We fully agree with the key points raised regarding sample size, decade-wise balance, systemic covariates, and the need for external validation and model interpretability. These are indeed genuine limitations of our current work and were deliberately and explicitly acknowledged in the manuscript, as well as reflected in the designation of this study as a pilot study.
Our primary aim was to provide a proof-of-concept normative framework that integrates structural and vascular OCT/OCTA metrics for ocular age estimation, and to do so in a transparent manner that clearly exposes its current limitations. We share entirely Dr Elsaddig’s view that:
- Larger, better-balanced, and ethnically more diverse cohorts,
- Systematic collection of systemic cardiovascular and metabolic variables,
- Independent external validation, ideally across different OCT/OCTA platforms, and
- More explicit model interpretability tools (eg SHAP or permutation-based feature importance)
These are all crucial next steps before any strong clinical claims can be made.
In fact, these elements form the core of our ongoing work. We are currently planning to extend the dataset in a multicentre setting, incorporating standardised systemic assessments and planning external validation on additional devices. We are also implementing feature-attribution approaches to better understand which structural and vascular components drive age predictions and to make the models more clinically interpretable.
We are grateful that Dr Elsaddig has highlighted these aspects so clearly. We see his letter as a constructive contribution that helps to frame our study in the appropriate context: not as a definitive statement, but as an early step towards robust, multimodal AI-based biomarkers of ocular ageing and, potentially, glaucoma susceptibility. It is precisely through such collegial critique and open discussion that the field can progress responsibly.
We thank Dr Elsaddig once again for his careful reading and valuable insights.
Disclosure
The authors report no conflicts of interest in this communication.

*Prompt 1*: In the reply letter, rewrite the passage between "We are grateful" and "can progress responsibly.", inclusive, replacing "constructive contribution" with "helpful contribution".
*Prompt 2*: List every item in the bulleted list of next steps in the reply letter.

*Extracted records*:
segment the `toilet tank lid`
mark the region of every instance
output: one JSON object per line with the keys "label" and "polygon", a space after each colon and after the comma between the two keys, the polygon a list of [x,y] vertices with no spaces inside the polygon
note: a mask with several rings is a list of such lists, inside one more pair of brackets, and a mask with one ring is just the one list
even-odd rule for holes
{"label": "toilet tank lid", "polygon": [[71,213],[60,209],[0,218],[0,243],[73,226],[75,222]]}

*Final answer 1*:
We are grateful that Dr Elsaddig has highlighted these aspects so clearly. We see his letter as a helpful contribution that helps to frame our study in the appropriate context: not as a definitive statement, but as an early step towards robust, multimodal AI-based biomarkers of ocular ageing and, potentially, glaucoma susceptibility. It is precisely through such collegial critique and open discussion that the field can progress responsibly.

*Final answer 2*:
- Larger, better-balanced, and ethnically more diverse cohorts
- Systematic collection of systemic cardiovascular and metabolic variables
- Independent external validation, ideally across different OCT/OCTA platforms
- More explicit model interpretability tools (eg SHAP or permutation-based feature importance)